» WHAT YOU NEED TO DO:
1 – Print everything in the Big Sky Conference article below from "And as of now, the" down to "of last season.".
2 – Carry on the article about the Big Sky Conference's membership, starting after its final sentence.

» SOURCE DOCUMENT:
+++
If the departure of UCLA and USC from the Pac-12 is going to ripple down the ranks of college football in the West, it hasn’t done so yet.
And as of now, the Big Sky Conference’s membership is settled at 10 full-time members and two football-only institutions, giving the league two schedule-friendly numbers after the departure of Southern Utah at the end of last season.
For now at least, there is no imminent movement in or out of the Big Sky.
But on Monday at the Big Sky Football Kickoff in downtown Spokane, commissioner Tom Wistrcill admitted that there’s only so much the league can do toward holding its membership together.
“We’re able to control our membership (by) talking to them about what’s going on,” he said. “If somebody at the FBS level comes and asks one of the schools to join and they want to join, there’s absolutely nothing we can do about it.”
Wistrcill then said he doesn’t know whether that is going to happen, but having been an athletic director at a Group of 5 institution – the University of Akron – he is aware of the financial demands of such a vertical move, should an FCS team wish to make the leap.
“It is a huge jump financially from what we do for an opportunity to play in a low-level bowl versus a national championship,” he said.
Geographically, the West currently has three clear tiers of college football, with the Pac-12 recognized as a Power Five conference, the 12-team Mountain West as a Group of Five, and the Big Sky as the most prominent FCS conference.
That fosters a symbiotic financial relationship in terms of scheduling non-conference football games. Wistrcill said those FBS teams want to play seven home games, and playing Big Sky schools is an attractive option because the travel is easier and thereby is less expensive for the FBS schools to cover in their contracts with FCS teams.
This fall, all but one of the Big Sky’s teams – Montana the exception – will play at least one team from the Pac-12 or the Mountain West. Eastern Washington visits Oregon on Sept. 10 and then plays at Florida from the SEC on Oct. 1.
Montana coach Bobby Hauck, whose teams are 28-11 in his second stint with the Grizzlies, has coached in the Pac-12 and the MWC in addition to the Big 12.
+++
» RECORDS SUPPLIED:
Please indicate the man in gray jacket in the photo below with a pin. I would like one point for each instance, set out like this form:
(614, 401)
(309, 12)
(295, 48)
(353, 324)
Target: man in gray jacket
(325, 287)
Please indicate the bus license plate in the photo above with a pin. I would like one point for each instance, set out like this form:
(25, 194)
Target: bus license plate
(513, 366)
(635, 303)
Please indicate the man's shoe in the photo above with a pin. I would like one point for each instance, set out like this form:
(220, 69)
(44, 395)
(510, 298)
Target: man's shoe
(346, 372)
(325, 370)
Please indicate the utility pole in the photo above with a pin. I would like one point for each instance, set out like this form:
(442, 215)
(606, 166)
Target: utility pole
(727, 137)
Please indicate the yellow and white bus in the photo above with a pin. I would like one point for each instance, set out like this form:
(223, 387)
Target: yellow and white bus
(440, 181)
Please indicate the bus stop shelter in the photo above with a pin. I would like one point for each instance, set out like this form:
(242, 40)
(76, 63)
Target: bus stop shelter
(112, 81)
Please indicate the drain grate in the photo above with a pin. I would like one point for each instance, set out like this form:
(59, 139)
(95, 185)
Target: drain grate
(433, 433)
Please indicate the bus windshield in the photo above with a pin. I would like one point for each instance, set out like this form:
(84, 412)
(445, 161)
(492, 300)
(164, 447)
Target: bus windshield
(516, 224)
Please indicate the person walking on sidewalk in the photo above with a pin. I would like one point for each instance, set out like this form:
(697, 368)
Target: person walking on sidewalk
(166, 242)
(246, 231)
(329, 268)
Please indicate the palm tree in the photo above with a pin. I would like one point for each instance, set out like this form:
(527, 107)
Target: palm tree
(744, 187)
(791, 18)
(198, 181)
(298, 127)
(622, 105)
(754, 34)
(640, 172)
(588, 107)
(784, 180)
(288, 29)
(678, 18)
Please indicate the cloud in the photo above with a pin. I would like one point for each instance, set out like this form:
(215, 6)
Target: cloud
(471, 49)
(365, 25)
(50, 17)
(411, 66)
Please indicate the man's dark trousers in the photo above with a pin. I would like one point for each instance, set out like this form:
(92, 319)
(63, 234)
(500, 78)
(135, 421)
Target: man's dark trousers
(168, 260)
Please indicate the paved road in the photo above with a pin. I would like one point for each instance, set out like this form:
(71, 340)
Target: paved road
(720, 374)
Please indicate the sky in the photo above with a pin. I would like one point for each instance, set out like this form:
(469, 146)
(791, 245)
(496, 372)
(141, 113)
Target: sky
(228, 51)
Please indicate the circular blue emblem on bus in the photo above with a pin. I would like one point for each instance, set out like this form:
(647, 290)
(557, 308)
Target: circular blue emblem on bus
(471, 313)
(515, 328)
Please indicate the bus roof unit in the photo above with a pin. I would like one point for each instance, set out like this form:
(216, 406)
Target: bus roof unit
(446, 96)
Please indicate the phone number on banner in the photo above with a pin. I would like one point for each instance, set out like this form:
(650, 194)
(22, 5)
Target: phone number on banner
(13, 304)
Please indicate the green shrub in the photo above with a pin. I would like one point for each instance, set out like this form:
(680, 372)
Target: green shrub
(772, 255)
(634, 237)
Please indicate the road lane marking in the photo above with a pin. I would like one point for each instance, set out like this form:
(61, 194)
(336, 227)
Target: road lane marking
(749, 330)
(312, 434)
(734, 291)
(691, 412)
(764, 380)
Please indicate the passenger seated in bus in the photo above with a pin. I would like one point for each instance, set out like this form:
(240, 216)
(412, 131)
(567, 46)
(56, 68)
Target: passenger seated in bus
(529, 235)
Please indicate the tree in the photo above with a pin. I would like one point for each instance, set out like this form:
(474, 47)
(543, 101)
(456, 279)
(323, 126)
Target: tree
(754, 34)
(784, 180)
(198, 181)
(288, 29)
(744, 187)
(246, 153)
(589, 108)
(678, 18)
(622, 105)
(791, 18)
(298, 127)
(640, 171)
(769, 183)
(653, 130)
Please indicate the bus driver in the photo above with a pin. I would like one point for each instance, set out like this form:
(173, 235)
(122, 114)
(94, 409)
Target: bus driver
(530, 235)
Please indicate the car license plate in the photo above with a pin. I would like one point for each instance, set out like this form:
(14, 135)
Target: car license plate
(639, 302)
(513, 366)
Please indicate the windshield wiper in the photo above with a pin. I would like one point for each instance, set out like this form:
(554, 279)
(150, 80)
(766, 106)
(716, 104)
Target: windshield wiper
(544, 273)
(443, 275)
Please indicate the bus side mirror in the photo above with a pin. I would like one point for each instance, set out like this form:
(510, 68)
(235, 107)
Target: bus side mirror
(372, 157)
+++
» ANSWERS FOR THE TASKS:
1 –
And as of now, the Big Sky Conference’s membership is settled at 10 full-time members and two football-only institutions, giving the league two schedule-friendly numbers after the departure of Southern Utah at the end of last season.

2 –
“I don’t know if anybody really knows where they fit,” Hauck said Monday. “No one really knows how it’s going to be structured. I think there will be some restructuring in college football to a degree. What that means is hard to define, but I don’t think there’s any way around the fact that that’s going to happen, and every Division I school will have to figure out where they fit.”
Wistrcill also said he expected changes, though he pointed more to the FBS, where he sees a potential tear between the Big Ten and SEC from the rest of the conferences at that level.
At the FCS level, he said, “we kind of all look alike. Our budgets are roughly the same. And I think that when I listen to our (Big Sky) presidents talk, and talk to the leaders around the country, everybody’s (singing) from the same songbook. We’re not chasing the almighty dollar. We’re going to have a balance of academics and athletics.”
Four of the Big Sky’s six charter members – Idaho State, Montana, Montana State and Weber State – have been members every year since the league’s genesis in 1963. Idaho was an original member and remained until making the jump to the FBS after the 1996 season. The Vandals returned to the FCS in 2014.
Gonzaga was the other charter member of the Big Sky – by then it no longer had a football team – but it left in 1979 to join the West Coast Conference.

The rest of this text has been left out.